Entries from a pointing dataset
>> BEGIN

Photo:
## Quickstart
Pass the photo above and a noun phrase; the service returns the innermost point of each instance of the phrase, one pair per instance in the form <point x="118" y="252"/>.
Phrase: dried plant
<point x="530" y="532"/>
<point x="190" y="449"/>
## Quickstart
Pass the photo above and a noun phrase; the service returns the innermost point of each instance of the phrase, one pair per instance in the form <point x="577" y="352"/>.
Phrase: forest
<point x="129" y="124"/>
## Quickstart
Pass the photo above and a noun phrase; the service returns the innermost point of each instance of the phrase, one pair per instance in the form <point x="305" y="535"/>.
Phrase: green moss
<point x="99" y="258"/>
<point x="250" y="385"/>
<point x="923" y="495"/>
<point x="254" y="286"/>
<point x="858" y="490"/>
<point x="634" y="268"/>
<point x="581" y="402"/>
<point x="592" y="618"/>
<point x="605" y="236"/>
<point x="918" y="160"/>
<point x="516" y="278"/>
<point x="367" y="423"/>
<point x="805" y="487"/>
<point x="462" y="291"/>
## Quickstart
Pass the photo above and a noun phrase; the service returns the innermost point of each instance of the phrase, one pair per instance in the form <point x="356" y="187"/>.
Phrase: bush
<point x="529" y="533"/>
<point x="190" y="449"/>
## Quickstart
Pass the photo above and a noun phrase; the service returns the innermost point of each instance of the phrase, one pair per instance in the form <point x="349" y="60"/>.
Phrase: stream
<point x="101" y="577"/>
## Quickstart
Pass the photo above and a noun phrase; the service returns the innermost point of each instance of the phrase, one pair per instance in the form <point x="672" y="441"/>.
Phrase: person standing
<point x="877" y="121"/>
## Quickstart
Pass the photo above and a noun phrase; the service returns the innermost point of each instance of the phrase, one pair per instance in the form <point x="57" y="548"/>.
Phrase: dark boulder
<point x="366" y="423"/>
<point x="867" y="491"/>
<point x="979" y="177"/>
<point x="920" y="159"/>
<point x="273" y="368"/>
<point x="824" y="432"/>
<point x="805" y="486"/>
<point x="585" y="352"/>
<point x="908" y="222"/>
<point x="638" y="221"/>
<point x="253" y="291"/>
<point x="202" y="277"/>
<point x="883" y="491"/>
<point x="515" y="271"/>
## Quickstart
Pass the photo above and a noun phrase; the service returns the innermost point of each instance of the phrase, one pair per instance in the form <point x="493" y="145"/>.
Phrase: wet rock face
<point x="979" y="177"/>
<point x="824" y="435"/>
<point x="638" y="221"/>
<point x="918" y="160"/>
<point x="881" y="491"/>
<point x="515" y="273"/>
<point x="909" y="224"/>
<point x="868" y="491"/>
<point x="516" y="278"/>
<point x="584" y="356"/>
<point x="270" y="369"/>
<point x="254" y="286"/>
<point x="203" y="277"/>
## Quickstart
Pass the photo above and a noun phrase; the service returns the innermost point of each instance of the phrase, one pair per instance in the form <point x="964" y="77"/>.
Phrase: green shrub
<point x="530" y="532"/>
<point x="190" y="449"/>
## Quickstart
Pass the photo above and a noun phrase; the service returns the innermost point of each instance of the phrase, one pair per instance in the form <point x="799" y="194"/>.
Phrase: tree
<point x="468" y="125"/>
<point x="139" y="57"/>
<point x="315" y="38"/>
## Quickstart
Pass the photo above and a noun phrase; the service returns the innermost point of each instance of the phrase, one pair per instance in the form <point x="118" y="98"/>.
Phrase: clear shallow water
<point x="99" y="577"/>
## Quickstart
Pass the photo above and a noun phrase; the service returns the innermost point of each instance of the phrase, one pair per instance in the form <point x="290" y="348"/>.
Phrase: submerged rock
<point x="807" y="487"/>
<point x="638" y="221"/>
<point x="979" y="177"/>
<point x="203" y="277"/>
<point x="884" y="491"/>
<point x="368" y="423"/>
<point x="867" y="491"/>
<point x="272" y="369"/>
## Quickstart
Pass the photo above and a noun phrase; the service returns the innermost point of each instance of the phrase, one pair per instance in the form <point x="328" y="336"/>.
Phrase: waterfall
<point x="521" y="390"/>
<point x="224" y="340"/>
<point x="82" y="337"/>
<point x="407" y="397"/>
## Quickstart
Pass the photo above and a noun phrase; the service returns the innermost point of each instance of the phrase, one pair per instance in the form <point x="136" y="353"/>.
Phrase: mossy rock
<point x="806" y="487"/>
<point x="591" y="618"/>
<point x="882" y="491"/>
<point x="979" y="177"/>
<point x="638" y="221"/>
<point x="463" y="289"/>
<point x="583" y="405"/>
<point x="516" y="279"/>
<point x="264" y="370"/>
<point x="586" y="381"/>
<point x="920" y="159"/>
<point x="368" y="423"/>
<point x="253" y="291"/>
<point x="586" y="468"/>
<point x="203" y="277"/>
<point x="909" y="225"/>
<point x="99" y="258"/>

>> END

List each line of the entries above that contains the word "green".

Phrase: green moss
Phrase: green shrub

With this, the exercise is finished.